==== Supplied data

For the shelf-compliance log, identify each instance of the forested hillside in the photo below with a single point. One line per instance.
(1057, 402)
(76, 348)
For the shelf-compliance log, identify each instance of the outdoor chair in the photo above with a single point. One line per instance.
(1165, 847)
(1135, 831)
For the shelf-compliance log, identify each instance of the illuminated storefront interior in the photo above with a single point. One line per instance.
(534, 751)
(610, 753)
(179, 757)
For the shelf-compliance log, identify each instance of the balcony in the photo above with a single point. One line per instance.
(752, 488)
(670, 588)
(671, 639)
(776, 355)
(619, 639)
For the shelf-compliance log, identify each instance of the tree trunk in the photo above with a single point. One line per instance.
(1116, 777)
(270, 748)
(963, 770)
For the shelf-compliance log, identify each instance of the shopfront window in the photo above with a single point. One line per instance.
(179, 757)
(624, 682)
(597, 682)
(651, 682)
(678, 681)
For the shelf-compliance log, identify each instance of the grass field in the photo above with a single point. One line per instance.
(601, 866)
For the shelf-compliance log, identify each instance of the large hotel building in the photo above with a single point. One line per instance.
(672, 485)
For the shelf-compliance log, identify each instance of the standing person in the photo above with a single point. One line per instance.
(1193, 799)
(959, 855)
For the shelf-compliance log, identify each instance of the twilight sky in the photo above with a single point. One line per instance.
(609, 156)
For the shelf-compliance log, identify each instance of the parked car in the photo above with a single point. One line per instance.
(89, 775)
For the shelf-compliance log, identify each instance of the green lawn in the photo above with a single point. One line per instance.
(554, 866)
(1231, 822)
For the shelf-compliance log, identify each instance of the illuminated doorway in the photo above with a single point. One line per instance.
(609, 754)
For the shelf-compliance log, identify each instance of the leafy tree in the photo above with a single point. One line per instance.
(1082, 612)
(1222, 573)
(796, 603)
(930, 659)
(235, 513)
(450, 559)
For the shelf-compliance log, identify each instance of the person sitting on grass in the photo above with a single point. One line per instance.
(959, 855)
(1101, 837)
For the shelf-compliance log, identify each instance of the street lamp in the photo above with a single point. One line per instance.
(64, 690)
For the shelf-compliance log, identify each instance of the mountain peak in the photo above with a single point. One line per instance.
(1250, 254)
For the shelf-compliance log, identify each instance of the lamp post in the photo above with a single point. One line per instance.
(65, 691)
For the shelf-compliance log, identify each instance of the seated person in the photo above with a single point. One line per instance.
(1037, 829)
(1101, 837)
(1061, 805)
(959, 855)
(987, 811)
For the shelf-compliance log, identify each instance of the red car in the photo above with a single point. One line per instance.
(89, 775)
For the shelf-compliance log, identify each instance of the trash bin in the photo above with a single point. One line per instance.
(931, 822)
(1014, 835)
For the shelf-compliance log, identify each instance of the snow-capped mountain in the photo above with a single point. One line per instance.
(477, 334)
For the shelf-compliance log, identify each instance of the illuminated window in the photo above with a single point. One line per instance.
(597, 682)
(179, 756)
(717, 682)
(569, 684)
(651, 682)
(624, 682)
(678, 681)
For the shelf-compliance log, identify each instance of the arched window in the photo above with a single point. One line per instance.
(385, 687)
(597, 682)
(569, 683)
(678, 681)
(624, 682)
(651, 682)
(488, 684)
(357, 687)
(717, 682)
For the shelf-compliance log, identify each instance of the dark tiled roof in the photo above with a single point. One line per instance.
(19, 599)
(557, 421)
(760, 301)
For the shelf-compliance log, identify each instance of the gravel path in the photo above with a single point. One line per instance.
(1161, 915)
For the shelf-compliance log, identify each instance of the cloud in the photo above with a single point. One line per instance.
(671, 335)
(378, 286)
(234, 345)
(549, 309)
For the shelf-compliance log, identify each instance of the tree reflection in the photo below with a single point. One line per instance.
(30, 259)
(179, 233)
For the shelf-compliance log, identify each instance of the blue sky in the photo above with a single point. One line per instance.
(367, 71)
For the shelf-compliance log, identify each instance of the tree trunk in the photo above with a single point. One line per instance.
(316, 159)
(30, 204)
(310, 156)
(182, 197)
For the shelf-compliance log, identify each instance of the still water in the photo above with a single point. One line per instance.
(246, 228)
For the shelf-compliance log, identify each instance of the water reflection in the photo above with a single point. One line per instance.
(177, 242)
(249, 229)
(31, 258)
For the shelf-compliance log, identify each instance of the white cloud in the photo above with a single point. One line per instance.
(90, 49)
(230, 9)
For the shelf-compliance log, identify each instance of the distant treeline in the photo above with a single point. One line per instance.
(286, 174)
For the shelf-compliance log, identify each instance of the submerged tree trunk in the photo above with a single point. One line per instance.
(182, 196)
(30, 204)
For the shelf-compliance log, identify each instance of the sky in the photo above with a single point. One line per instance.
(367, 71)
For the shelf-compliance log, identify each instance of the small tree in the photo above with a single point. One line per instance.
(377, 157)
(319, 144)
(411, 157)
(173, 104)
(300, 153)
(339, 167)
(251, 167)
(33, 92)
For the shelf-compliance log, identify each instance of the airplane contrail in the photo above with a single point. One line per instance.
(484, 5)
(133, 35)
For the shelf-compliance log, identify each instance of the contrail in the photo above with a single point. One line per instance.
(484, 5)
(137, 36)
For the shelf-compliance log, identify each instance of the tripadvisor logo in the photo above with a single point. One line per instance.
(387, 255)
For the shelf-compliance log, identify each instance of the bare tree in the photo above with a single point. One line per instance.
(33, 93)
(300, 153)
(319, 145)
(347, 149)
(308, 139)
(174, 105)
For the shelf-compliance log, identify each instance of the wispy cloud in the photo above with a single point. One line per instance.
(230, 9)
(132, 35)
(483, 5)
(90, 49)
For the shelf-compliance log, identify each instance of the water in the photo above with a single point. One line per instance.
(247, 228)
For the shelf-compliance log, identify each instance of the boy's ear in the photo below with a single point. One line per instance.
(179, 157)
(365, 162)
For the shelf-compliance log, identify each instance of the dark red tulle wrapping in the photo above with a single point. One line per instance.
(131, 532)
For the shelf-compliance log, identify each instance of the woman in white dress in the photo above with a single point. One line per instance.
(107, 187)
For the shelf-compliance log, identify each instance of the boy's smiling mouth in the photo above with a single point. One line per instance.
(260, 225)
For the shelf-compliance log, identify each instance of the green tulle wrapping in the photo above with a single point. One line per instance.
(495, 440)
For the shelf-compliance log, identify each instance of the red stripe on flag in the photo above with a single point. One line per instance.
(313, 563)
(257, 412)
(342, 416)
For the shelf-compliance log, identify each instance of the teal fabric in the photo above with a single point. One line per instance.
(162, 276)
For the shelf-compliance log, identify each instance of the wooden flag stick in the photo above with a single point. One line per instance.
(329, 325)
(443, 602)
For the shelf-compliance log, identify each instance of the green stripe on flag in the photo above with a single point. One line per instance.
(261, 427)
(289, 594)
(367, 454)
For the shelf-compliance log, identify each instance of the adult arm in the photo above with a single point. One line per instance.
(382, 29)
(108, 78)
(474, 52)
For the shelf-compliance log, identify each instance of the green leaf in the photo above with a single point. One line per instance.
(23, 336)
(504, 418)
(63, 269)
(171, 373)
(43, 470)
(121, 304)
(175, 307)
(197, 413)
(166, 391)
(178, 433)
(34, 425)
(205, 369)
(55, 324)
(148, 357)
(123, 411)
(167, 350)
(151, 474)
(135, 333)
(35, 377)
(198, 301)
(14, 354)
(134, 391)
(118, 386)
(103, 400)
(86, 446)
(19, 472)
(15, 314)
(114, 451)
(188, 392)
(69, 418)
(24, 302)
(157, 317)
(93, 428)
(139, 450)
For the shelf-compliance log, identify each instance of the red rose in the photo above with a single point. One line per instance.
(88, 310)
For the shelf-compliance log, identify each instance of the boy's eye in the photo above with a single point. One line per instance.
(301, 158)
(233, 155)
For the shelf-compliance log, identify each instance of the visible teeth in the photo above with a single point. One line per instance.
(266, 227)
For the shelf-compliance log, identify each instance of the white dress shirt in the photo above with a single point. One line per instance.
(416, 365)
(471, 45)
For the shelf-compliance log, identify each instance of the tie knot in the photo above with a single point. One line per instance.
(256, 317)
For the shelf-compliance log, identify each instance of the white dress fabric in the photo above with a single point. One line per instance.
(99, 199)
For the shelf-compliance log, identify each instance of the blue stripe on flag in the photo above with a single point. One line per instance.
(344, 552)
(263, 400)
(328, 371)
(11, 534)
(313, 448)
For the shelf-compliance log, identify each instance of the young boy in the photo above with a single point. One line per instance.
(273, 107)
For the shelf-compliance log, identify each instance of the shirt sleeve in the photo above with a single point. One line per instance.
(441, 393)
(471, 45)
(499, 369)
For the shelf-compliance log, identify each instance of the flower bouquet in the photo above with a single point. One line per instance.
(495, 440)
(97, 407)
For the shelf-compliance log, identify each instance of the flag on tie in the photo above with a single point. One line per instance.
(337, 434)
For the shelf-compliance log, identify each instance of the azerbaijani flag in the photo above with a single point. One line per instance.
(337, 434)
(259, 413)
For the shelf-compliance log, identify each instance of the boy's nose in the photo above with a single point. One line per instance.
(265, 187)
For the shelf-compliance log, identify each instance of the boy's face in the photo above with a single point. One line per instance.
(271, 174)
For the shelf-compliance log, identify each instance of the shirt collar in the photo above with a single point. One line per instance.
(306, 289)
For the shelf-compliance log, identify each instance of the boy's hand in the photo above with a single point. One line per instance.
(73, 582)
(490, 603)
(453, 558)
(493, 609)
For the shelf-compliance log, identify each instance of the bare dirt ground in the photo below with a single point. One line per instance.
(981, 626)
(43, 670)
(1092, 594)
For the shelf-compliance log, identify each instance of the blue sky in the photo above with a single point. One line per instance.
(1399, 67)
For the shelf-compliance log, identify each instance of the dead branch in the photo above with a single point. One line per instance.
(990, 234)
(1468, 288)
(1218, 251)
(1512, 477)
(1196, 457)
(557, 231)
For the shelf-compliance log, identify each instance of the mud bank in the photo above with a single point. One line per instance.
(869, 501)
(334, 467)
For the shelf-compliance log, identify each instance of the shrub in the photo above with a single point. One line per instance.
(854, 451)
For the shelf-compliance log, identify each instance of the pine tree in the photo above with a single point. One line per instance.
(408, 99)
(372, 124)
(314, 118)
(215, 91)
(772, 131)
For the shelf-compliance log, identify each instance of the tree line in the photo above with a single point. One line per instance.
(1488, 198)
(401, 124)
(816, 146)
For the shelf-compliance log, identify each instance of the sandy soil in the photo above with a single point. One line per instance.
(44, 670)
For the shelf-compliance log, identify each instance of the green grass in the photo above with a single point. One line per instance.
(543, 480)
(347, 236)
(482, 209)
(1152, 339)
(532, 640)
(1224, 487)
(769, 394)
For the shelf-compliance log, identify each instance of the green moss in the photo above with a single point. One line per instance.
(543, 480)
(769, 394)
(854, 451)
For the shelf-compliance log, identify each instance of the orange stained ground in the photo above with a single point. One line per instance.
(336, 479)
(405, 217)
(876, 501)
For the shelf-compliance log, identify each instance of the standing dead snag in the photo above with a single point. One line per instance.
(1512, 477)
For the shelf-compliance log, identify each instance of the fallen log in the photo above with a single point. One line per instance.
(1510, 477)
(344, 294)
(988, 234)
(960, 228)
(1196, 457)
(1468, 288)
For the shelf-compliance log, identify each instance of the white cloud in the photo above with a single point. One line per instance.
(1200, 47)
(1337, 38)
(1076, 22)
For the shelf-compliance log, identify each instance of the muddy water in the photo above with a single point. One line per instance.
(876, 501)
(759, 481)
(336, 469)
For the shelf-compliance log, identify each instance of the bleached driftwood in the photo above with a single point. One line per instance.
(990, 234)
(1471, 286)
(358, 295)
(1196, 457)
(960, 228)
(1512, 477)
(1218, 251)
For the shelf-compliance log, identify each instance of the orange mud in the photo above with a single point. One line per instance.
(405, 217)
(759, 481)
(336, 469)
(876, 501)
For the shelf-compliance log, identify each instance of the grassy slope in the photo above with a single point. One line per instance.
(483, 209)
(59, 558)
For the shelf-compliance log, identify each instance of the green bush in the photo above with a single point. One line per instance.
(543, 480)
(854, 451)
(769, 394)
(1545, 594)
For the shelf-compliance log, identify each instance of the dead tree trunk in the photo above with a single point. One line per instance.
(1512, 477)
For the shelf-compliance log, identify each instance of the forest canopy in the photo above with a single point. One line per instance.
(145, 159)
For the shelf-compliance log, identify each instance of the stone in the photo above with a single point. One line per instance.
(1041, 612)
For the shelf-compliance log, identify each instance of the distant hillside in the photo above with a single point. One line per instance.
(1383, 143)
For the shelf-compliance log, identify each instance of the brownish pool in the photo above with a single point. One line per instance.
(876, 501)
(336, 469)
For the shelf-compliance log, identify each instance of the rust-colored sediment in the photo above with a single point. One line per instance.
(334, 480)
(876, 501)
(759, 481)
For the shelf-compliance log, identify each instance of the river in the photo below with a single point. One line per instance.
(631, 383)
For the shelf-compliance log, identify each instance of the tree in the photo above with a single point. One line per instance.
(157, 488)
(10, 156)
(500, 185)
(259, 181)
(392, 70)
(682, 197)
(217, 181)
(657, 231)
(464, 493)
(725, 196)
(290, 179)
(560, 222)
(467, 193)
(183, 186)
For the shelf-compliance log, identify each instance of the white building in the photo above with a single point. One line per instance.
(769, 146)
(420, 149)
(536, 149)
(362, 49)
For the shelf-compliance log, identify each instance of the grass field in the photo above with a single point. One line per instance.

========

Written exercise: Exactly and only the lines from the one containing "the tree in" through the end of the material are to be reproduced, both ends included.

Completed exercise:
For the shelf-compliance log, identify each instance of the tree in the photo above with a single point. One line per instance.
(157, 488)
(10, 156)
(500, 185)
(259, 181)
(392, 70)
(682, 197)
(217, 181)
(657, 231)
(464, 493)
(725, 196)
(290, 179)
(560, 222)
(467, 193)
(183, 186)
For the shelf-compliance log, identify each instance of the white building in the photo above with a single point. One line per instance.
(769, 146)
(420, 149)
(536, 149)
(362, 49)
For the shelf-compliance log, identify each instance of the grass field in the photo above with a single point. One line per instance.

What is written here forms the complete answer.